What you have to do
The lines to extract begin at the one containing "of the cream" and run to the end of the listing; set them down exactly and alone.

---------- Extracted information ----------

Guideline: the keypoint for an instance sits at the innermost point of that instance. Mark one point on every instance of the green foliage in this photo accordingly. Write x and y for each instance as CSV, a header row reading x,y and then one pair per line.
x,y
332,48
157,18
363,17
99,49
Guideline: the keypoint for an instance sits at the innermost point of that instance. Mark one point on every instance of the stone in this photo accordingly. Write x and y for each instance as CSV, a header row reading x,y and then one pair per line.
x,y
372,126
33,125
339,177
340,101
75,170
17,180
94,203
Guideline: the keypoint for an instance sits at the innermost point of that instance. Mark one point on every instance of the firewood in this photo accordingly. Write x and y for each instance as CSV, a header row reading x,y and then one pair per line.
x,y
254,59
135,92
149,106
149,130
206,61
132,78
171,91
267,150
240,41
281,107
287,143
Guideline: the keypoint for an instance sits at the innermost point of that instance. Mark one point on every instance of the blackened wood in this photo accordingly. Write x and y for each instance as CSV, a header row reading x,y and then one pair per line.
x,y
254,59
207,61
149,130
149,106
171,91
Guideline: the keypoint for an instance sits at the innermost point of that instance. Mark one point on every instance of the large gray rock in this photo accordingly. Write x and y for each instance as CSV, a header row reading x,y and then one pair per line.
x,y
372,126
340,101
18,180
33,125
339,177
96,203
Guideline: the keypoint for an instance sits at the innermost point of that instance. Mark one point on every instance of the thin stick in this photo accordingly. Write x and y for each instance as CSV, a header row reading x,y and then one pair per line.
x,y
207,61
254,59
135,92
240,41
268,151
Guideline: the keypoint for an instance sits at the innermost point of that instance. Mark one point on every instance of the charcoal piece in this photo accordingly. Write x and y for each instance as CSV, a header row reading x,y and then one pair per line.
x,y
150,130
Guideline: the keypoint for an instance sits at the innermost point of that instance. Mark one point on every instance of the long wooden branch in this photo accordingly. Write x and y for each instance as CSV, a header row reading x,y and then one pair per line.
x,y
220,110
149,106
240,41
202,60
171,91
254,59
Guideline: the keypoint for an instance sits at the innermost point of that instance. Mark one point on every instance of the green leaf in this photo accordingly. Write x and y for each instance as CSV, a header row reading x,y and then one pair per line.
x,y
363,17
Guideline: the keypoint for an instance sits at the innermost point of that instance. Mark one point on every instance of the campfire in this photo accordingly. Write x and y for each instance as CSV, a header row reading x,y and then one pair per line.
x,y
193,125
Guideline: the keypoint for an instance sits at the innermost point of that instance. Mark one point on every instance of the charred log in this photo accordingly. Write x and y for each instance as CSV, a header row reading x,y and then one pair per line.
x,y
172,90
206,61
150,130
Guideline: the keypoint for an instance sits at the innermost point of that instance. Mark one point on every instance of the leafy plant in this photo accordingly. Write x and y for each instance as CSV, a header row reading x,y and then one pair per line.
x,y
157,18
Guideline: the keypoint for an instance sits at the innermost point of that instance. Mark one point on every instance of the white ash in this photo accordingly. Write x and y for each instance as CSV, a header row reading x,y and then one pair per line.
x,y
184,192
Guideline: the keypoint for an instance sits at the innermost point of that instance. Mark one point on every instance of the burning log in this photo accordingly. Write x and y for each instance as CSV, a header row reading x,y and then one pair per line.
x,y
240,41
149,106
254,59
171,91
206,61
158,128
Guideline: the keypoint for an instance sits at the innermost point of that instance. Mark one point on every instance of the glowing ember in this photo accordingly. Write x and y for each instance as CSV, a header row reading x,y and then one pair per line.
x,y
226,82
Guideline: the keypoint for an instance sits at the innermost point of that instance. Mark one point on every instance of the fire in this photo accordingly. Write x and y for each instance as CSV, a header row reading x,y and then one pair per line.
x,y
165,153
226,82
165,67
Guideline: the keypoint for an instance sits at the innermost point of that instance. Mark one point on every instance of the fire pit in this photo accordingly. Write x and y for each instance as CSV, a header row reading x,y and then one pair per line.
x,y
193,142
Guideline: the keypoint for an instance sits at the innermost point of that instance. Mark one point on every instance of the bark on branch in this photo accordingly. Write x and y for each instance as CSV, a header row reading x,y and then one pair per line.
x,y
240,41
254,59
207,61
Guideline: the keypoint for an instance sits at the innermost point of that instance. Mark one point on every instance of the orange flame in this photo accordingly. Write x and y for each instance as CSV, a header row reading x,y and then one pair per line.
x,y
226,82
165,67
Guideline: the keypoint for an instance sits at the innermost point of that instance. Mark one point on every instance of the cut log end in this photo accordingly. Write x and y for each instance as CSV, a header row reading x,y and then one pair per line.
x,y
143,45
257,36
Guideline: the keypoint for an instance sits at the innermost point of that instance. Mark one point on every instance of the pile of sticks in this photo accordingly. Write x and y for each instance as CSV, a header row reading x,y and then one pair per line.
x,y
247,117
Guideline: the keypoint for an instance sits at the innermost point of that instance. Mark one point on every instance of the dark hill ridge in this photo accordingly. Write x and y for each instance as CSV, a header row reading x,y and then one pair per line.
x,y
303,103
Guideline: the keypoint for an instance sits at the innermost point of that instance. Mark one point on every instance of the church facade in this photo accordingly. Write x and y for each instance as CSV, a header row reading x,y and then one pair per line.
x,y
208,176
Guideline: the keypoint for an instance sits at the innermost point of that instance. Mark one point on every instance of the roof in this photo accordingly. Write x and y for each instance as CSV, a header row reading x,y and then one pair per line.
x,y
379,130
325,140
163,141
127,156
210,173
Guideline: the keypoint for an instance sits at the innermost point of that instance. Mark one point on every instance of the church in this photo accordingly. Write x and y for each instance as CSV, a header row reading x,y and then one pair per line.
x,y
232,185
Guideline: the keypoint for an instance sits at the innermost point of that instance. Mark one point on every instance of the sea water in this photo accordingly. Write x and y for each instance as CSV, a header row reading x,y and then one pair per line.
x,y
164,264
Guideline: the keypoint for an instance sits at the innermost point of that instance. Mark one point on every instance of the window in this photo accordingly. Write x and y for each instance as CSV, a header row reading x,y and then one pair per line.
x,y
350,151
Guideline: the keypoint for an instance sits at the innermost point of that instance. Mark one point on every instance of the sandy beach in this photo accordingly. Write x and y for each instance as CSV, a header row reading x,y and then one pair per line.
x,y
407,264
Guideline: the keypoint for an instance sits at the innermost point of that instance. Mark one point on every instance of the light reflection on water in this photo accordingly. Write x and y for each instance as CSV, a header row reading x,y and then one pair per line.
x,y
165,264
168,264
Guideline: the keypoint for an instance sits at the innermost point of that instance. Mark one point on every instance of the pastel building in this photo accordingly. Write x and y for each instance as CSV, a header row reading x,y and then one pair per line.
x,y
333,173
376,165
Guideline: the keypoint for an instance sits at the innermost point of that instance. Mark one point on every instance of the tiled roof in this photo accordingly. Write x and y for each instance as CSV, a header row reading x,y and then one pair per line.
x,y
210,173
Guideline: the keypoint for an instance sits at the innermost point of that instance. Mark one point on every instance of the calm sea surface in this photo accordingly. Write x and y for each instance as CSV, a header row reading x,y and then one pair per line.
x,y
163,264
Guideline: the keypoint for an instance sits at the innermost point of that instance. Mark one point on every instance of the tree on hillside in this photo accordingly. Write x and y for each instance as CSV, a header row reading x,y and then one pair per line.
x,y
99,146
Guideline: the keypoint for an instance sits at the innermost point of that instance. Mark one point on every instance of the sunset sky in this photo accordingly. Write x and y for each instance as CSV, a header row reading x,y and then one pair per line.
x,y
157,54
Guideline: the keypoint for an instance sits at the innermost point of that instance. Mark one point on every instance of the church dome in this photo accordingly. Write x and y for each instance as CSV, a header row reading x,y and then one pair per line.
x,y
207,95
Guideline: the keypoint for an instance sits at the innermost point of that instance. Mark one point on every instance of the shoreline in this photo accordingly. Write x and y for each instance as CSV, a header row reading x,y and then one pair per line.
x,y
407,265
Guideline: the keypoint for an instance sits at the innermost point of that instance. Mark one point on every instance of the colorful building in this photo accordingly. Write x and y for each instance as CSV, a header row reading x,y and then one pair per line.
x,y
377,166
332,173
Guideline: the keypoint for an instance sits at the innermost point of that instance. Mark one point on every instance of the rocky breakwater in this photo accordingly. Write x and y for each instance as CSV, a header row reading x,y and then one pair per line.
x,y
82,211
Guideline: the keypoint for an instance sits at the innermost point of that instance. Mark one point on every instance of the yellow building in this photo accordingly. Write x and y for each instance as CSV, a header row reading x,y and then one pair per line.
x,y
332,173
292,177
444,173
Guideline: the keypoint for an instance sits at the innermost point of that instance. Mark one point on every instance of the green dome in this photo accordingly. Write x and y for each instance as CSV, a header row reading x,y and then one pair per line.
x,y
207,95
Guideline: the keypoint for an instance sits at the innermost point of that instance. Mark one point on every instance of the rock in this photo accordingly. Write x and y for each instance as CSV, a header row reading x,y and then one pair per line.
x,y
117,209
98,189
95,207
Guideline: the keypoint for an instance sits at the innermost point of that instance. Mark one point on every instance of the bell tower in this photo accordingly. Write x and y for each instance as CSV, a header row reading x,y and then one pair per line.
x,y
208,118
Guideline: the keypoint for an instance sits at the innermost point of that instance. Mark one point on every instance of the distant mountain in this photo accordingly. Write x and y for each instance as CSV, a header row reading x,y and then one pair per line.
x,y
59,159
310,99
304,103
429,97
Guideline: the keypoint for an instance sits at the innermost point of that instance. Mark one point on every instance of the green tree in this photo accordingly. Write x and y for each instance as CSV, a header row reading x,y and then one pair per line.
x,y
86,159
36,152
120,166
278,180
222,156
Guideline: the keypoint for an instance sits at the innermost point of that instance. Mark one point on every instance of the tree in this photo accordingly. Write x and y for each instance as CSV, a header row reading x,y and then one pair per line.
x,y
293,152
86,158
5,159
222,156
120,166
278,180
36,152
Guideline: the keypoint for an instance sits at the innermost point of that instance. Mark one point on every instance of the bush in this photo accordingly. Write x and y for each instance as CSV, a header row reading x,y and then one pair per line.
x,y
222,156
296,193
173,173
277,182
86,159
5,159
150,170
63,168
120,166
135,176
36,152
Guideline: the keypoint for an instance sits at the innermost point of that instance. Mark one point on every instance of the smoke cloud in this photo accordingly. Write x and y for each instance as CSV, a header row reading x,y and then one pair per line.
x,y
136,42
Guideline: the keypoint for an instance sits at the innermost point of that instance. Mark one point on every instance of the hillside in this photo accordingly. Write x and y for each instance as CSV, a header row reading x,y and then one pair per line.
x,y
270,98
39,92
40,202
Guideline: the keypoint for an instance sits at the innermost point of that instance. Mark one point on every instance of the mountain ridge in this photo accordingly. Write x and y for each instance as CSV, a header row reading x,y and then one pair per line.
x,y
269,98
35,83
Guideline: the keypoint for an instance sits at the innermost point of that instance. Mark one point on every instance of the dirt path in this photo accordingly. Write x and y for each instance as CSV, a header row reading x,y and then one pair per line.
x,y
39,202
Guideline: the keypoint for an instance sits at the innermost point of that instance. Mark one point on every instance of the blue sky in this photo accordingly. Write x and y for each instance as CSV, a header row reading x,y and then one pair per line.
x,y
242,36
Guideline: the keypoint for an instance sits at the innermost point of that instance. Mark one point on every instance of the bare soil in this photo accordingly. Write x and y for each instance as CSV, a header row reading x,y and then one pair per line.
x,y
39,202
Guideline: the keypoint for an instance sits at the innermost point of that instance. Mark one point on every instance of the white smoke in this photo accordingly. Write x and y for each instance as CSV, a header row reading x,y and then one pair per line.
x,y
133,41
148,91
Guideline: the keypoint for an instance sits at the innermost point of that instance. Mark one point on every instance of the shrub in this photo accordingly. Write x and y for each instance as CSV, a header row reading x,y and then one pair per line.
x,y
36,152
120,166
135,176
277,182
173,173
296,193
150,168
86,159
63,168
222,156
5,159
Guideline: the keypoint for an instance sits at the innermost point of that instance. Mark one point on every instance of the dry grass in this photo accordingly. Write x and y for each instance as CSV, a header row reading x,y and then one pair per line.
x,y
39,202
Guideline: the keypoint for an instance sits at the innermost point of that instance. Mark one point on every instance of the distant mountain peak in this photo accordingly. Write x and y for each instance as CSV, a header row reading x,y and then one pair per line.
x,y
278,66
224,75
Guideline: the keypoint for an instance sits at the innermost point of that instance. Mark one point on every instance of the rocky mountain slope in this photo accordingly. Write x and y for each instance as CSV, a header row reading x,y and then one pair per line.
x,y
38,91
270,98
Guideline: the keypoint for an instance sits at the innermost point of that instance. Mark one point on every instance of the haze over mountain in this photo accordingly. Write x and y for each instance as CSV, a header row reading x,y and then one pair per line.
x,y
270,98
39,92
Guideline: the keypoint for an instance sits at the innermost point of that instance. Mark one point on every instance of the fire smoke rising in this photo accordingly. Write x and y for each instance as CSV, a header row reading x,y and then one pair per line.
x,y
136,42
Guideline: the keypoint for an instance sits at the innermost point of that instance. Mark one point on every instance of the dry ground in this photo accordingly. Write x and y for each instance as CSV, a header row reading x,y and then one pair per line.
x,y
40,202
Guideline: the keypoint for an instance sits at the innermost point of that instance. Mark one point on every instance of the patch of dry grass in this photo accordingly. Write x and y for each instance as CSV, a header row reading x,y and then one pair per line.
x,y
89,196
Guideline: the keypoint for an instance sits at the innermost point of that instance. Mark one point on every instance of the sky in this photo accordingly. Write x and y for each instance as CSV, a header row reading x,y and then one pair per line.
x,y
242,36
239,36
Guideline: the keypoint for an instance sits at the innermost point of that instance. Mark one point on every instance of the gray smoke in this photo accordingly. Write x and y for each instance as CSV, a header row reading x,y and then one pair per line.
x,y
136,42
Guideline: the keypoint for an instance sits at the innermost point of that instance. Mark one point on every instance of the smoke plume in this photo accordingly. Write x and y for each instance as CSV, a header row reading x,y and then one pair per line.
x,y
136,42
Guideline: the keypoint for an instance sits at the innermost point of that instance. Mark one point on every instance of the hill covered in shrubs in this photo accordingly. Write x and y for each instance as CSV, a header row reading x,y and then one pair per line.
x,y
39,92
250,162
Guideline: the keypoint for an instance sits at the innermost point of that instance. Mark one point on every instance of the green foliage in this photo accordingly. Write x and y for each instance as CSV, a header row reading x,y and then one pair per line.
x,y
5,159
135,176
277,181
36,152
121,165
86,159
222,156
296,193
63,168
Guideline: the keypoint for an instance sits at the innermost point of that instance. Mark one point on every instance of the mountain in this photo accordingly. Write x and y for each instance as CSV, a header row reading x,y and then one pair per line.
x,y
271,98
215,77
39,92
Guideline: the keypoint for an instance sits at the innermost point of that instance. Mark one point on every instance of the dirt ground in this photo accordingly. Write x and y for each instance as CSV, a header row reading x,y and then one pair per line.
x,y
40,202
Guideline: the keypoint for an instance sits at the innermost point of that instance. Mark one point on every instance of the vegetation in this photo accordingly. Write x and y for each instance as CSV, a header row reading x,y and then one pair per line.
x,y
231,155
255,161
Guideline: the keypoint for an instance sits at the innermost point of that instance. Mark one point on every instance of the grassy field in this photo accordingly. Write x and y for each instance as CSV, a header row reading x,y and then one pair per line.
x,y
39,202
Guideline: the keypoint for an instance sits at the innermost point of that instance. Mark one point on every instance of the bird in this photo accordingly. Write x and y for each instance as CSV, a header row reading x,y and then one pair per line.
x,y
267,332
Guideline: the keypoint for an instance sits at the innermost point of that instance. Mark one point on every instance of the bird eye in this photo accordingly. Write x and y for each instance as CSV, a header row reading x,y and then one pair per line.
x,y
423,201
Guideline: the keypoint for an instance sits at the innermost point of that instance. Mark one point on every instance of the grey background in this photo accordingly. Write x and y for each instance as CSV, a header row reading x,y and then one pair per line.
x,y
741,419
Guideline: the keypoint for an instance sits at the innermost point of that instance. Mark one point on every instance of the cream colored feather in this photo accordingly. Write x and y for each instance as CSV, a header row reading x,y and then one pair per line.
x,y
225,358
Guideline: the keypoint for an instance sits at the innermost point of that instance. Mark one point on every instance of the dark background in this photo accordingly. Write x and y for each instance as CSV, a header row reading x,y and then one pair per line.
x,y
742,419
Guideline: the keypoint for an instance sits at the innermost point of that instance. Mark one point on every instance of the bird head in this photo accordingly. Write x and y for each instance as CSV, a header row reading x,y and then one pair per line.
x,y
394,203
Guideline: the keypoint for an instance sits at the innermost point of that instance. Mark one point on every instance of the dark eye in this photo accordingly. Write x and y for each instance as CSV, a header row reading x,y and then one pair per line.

----------

Solution
Guideline: the keypoint for an instance sits at the innermost point of that instance. Mark one point on every instance of the cream colored feather in this photo accordingly. Write x and y for each instance as CSV, a header row reading x,y and then one pair per line.
x,y
225,358
Guideline: the keypoint for an instance sits at the innermost point of that instance. Mark one point on every instance of the dark background in this photo accordingly. Write x and y for each instance as CSV, a header row reading x,y and then one pair per line.
x,y
742,419
Guideline: the keypoint for an instance sits at the innermost point of that instance. Mark one point on every instance of the bird head in this photo accordingly. Write x and y for each instance as CSV, a header row reading x,y and then one pair per line.
x,y
394,203
Guideline: the keypoint for an instance sits at the innermost point of that instance. Mark one point on every instance of the dark eye in this photo accordingly. Write x and y for each instance as CSV, a header row reading x,y and then one pair per line.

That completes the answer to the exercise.